In committee-of-the-whole Feb. 19, Wahi brought her concerns and questions to council.

Despite two media statements and a letter to the editor by mayor Larry Kraemer, council has done nothing to assuage feelings of betrayal, deceit, disappointment and disillusionment, she said.

"If council would see fit to alleviate some of the concerns regarding the sale, the following questions must be answered," said Wahi:

  • Why did council decide to proceed with the sale of Bruce Telecom when the board of directors had voted (five out of seven board members) to not go forward with the sale?
  • If council couldn't run a profit-generating business, one that it had had experience with, how can council presume to run a gas company, with which it has no prior practicalprofessional experience and which requires a higher financial investment?

She said council ambiguously cites upgrades and a 'significant amount of money' as reasons for the sale.

"Mayor Kraemer decided to clear the air, and disclosed that the dollar figure was $10-million," she said. "He still failed to stipulate what time period this investment would be spread out over - 10 years, five years, 20 years? Furthermore, he conveniently neglected to take into
account the $3-million that Bruce Telecom had sitting in the bank, and one would assume had been earmarked to help fund this project.

"As Bruce Telecom is a business within the tech sector, I am sure many would agree it is safe to assume that upgrades are a part of the trade, so that begs the question, what are the upgrades that are required? Keeping in mind that Bruce Telecom self-financed a $5.5-million VDSL network infrastructure upgrade project recently (and still maintained an $800,000 dividend)."

She said that investing capital back into a company is generally considered to be sound economics and overall a good general business practice. "When and what has the Municipality of Kincardine invested in Bruce Telecom?"

Wahi said council stated that had a public process taken place, the market value of Bruce Telecom would have been negatively impacted. "What studies were done by council to support this statement and what was the projected decline in dollar value?"

She noted that council's motion states it accepted an offer for the sale of Bruce Telecom for $24-million which does not include the $3-million in cash available to Bruce Telecom - that money stays with the municipality. 

"Yet, in every single press release that I have come across, the sale price for Bruce Telecom is being listed at $26.5-million, a figure that many feel is already far under market value. Why is council intentionally misleading the public, into believing that the company sold for $3-million higher than Eastlink paid?"

Wahi told council that in 2007, Eastlink purchased AmTelecom for in excess of $100-million, with approximately double the customer base as Bruce Telecom - that would roughly put the value of Bruce Telecom, without taking inflation intoaccount, at a cool $50-million.

★ ★ ★

▸ Directives:
1 – According to Wahi in the Bruce Telecom article, which feelings has council done nothing to assuage?
2 – Continue the Bruce Telecom article from its final sentence.
The rows that come next are separate material and have no connection to the Bruce Telecom article.

★ ★ ★

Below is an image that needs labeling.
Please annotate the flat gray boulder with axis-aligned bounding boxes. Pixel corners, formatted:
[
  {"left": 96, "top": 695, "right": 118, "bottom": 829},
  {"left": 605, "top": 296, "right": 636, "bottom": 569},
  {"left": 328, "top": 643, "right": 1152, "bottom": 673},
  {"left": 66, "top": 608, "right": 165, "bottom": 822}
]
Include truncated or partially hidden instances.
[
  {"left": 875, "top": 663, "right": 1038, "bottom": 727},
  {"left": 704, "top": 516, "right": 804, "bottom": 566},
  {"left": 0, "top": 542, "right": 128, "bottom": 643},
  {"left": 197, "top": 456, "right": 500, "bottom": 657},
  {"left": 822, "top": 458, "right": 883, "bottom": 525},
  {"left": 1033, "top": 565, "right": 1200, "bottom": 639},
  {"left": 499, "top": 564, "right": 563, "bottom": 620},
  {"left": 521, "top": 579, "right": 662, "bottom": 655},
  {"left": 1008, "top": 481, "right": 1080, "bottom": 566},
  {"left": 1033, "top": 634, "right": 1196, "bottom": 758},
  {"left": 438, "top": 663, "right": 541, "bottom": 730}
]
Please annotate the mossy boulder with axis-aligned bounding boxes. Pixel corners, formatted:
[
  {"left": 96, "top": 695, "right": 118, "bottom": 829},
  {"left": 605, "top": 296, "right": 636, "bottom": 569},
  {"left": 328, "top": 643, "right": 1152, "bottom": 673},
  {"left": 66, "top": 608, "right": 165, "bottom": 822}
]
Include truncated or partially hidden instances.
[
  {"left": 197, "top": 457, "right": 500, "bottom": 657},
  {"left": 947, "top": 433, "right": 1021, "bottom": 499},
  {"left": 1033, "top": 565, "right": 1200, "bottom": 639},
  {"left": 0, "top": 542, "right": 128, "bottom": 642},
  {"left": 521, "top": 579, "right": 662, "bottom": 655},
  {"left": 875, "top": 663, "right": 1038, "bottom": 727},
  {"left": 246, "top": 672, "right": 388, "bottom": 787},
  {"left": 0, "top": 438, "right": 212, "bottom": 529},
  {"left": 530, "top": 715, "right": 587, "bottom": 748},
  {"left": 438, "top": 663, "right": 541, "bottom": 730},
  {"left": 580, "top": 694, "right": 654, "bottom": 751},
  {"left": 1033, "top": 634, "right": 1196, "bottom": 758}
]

★ ★ ★

▸ Answers to the exercise:
1 – Betrayal, deceit, disappointment, disillusionment

2 –
"With better leadership from council, this municipality could do better," she said. "Kincardine should reconsider the sale of Bruce Telecom. And the community needs to band together and submit its complaints to the municipality."

In future, she said the municipality should hold a referendum vote for municipal assets worth more than $5-million.

Kraemer said the decision to sell Bruce Telecom was made by council. There was no vote taken by the board, even though it did not agree with the sale.


He said the $26.5-million sale price comes from $24-million plus $3-million, minus $500,000 in adjustments. He said that valuation was partly based on EBITA (Earnings Before Interest, Taxes and Amortization).

In 2010, the valuation was at $6.5-million, but had dropped to $4-million by 2013.

"The local telephone market is set to open wide and rates will go down," said Kraemer.

He urged people to look up an article about the sale of the Dryden Municipal Telephone System. That municipality ignored the advice it was given and held onto its failing company, which was valued at $12-million to $15-million in 2007. Four years later it suffered losses of $4-million per year and the municipality was in huge debt. It eventually sold for $4.5-million.

"We didn't even know about that at the time we made our decision to sell," said Kraemer.

Deputy mayor Anne Eadie said council looked at this from every angle and it was difficult to sell a local company that has such a rich history.

She said the CRTC (Canadian Radio-television and Telecommunications Commission) ruling meant Bruce Telecom would no longer have a monopoly on local phone service.

As for the natural gas project, Eadie said that is an entirely different topic. 

"This was one of the hardest decisions I'll ever have to make," said councillor Jacqueline Faubert. "It was an intensive summer. We had binders of information and met with a lot of experts. And it's still a potential sale so we can't discuss the details, but it was not a decision we took lightly."

She said once the deal goes through (in 60-90 days from Jan. 22), she hopes more information can be given to the public.